╭─ INFORMATION GIVEN
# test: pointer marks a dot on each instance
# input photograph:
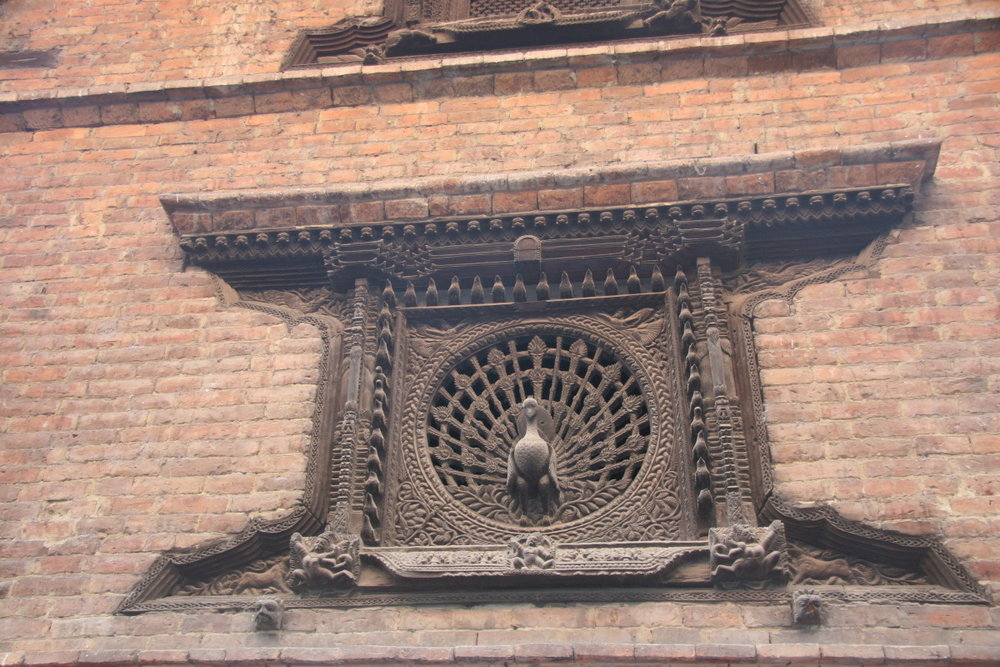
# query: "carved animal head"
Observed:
(806, 608)
(268, 613)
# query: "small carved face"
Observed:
(267, 614)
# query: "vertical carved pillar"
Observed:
(719, 389)
(347, 434)
(696, 401)
(371, 528)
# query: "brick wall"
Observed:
(140, 413)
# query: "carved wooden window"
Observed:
(588, 415)
(434, 26)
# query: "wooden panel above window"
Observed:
(414, 27)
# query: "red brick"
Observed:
(513, 202)
(606, 195)
(560, 199)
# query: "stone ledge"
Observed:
(436, 77)
(592, 654)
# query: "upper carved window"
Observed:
(436, 26)
(558, 403)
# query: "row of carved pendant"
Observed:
(476, 293)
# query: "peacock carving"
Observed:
(532, 481)
(538, 429)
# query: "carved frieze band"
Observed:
(725, 229)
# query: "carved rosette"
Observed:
(745, 555)
(612, 429)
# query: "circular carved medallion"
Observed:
(576, 450)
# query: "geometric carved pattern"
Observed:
(614, 452)
(599, 429)
(439, 398)
(478, 8)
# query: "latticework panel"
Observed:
(595, 417)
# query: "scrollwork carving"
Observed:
(328, 560)
(812, 565)
(744, 555)
(533, 551)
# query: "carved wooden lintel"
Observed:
(731, 231)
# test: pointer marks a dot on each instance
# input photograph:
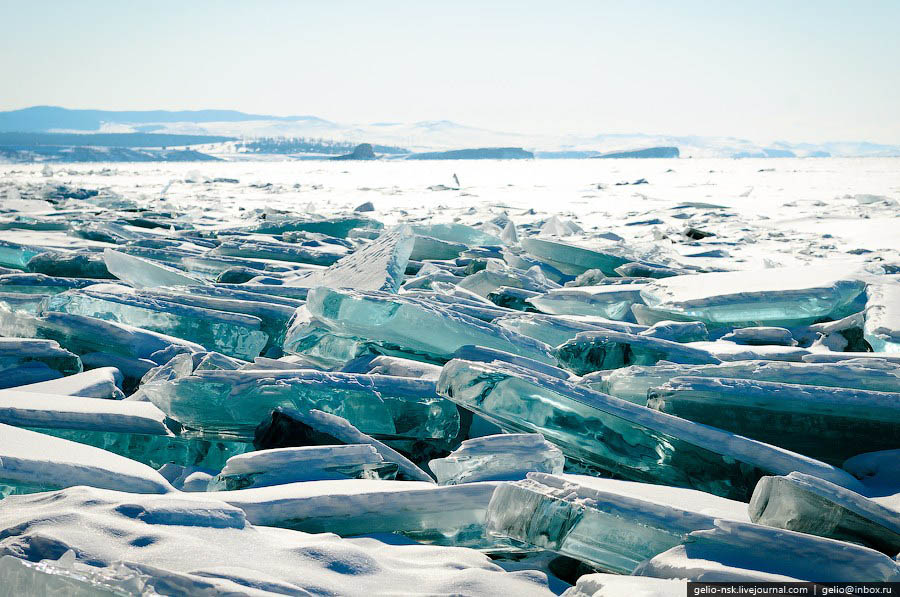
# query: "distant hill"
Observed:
(484, 153)
(50, 118)
(26, 140)
(649, 152)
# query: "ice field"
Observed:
(524, 377)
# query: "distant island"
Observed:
(484, 153)
(650, 152)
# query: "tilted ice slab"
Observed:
(633, 383)
(321, 426)
(32, 461)
(882, 327)
(380, 265)
(610, 301)
(616, 585)
(30, 409)
(451, 515)
(145, 273)
(30, 360)
(617, 525)
(827, 423)
(629, 440)
(780, 297)
(811, 505)
(412, 324)
(235, 402)
(596, 351)
(556, 329)
(131, 349)
(103, 382)
(280, 466)
(234, 334)
(255, 248)
(573, 259)
(457, 233)
(204, 546)
(498, 458)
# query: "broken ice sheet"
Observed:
(882, 326)
(782, 297)
(623, 438)
(194, 544)
(309, 463)
(234, 334)
(808, 504)
(233, 403)
(444, 515)
(633, 383)
(414, 325)
(595, 351)
(380, 265)
(144, 273)
(829, 424)
(618, 525)
(30, 360)
(31, 461)
(573, 259)
(498, 458)
(609, 301)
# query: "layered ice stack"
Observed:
(292, 403)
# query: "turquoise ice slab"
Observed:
(234, 334)
(619, 526)
(413, 325)
(882, 327)
(807, 504)
(575, 260)
(783, 297)
(30, 360)
(829, 424)
(233, 403)
(629, 440)
(607, 349)
(633, 383)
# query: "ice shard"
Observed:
(320, 254)
(31, 461)
(133, 350)
(234, 334)
(144, 273)
(806, 504)
(233, 403)
(104, 382)
(556, 329)
(573, 259)
(498, 458)
(30, 360)
(633, 383)
(621, 527)
(380, 265)
(608, 301)
(829, 424)
(280, 466)
(882, 327)
(413, 325)
(596, 351)
(451, 515)
(291, 427)
(626, 439)
(775, 297)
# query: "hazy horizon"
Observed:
(804, 71)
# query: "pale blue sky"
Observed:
(802, 70)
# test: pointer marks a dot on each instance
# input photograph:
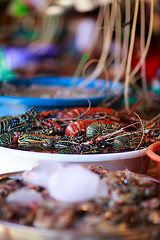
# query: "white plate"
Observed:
(12, 160)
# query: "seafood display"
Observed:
(78, 130)
(116, 199)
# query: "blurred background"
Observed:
(53, 38)
(42, 37)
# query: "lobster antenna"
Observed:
(98, 70)
(142, 44)
(94, 39)
(142, 130)
(129, 59)
(135, 70)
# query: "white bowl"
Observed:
(12, 160)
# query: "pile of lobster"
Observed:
(78, 130)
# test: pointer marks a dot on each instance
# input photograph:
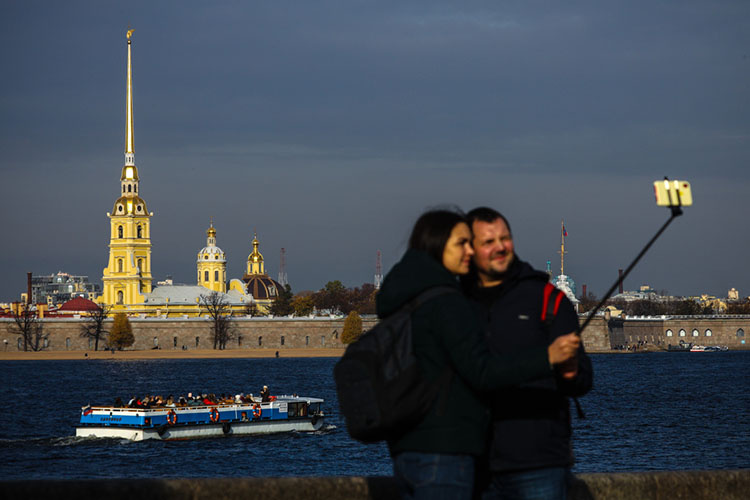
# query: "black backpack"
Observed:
(380, 389)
╰─
= WHAT IS ASKED =
Return every line of the data above that contains the string "window", treating uppercase and lowercase letters as different.

= RIGHT ANSWER =
# query: "carved wooden window"
# query: "wooden panel above window"
# query: "upper carved window"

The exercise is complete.